COVID-19 brings out the best in us


Kaylee Aguilar

In spite of the negativities that the coronavirus has caused, people all over the world are working together to overcome the pandemic. The Sidekick staff writer Akansha Singh believes this puts humanity’s best side on display, as healthcare workers show up to work everyday in order to help cure those who are infected even if it puts them at risk and companies help supply needed resources such as hand sanitizer and ventilators. Graphic by Kaylee Aguilar

Akansha Singh, Staff Writer

There is no doubt that we are living in a turbulent time. The global coronavirus pandemic has halted our daily schedules, turning active city centers into scenes out of a ghost town.

The virus presents to us a grim and uncertain future – but there is one silver lining shining through the chaos that need not be neglected.

In the midst of it all are individuals – ordinary people – and corporations around the world volunteering to help others, from making sure their fellow residents receive the essentials they need, to the simple yet uplifting community acts of singing from balconies or applauding healthcare workers.

Dozens of companies have voluntarily switched production to urgently needed medical supplies, from beauty chains producing hand sanitizer to clothing companies making face masks.

As the pandemic took a turn for the worse in the United States, people quickly mobilized to form coalitions of mutual aid through the use of shared Google documents and spreadsheets, quickly annotating the ways healthy volunteers can purchase groceries for the elderly and immunocompromised. Two young New York City residents amassed over a thousand volunteers within three days to do the same for their fellow residents.

What’s most striking about these examples is the speed at which people were willing to sacrifice their time, profits and potential well-being for the greater benefit of those around them.

Even locally, we can see this same spirit. Bendt Distilling Company, a distillery in Lewisville, began producing hand sanitizer a few weeks ago as a byproduct of the whiskey distillation process and handing out to customers for free. Overnight, it received hundreds of calls from first responders and hospitals running out of sanitizer. It is now donating the sanitizer it produces to Dallas County, which reached out to them as well, to handle the logistics of distribution to those most in need.

“We have been completely overwhelmed by the support we’ve received from the community,” said Bendt Distilling Co. founder/owner Natasha DeHart via email. “When we first started distributing hand cleaner to consumers, there were lines around the block each morning. People were so appreciative and it’s nice to be able to give back to the community and give them a little peace of mind, even during these scary times. We really can’t say how much we appreciate everybody that has helped and supported our efforts.”

Stored items
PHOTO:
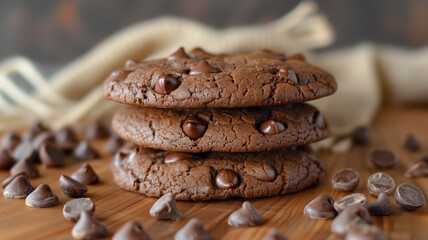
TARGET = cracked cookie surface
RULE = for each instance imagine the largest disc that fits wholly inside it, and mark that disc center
(210, 176)
(226, 130)
(198, 80)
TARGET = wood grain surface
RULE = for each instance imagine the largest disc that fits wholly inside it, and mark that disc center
(115, 206)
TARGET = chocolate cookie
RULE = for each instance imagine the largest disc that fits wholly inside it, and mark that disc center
(208, 176)
(198, 79)
(221, 130)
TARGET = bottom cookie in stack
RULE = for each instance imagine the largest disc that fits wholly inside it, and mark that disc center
(210, 176)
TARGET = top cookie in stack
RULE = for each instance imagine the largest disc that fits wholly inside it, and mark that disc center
(225, 113)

▸ TASK LIST
A: Answer these questions using the COVID-19 article:
(i) In what city is Bendt Distilling Company located?
(ii) How many volunteers did the two young New York City residents gather, and in how many days?
(iii) What did clothing companies produce after switching their production?
B: Carry on the COVID-19 article from where it stops, in the same voice.

▸ RESULTS OF THE TASKS
A:
(i) Lewisville
(ii) Over a thousand volunteers within three days
(iii) Face masks

B:
Furthermore, the DFW Chinese American Epidemic Relief organization, with many of its members having seen how the virus affected their friends in family in China, raised more than $80,000 to donate surgical masks, face shields and gloves to local hospitals.

The rate of innovation taking place is also inspiring. In Italy, one of the countries worst hit by the pandemic, the 3D printing company Issinova rushed to design and print 100 valves for respirators in 24 hours for a hospital running dangerously low on supplies. The trend continues in America, as companies, university groups and individuals alike have formed a grassroots movement to 3D print personal protective equipment running short in supply. World leaders may be hesitant to collaborate, but the world’s scientists have embraced each others’ help in researching the coronavirus and come together to form a unified front of historic size.

At the very core of our efforts against the coronavirus are the medical professionals tirelessly fighting to save lives. As personal protective equipment supplies exist in currently insufficient amounts, many continue to work long, grueling hours at great personal risk.

The vast amount of volunteers, innovators, doctors and morale-boosters worldwide provides some solace in spite of a deluge of negative news, a sense of comradery in a new normal of social distancing. Crises push us to our limits, but also put the best in us on display. They shine a spotlight on the drive to help our neighbors and those in need echoed around the world that seems to spread and multiply almost as quickly as the coronavirus itself.

What this crisis will tell us, much like others before it, is when times get tough, the generosity and goodwill of the human spirit will always rise to the occasion.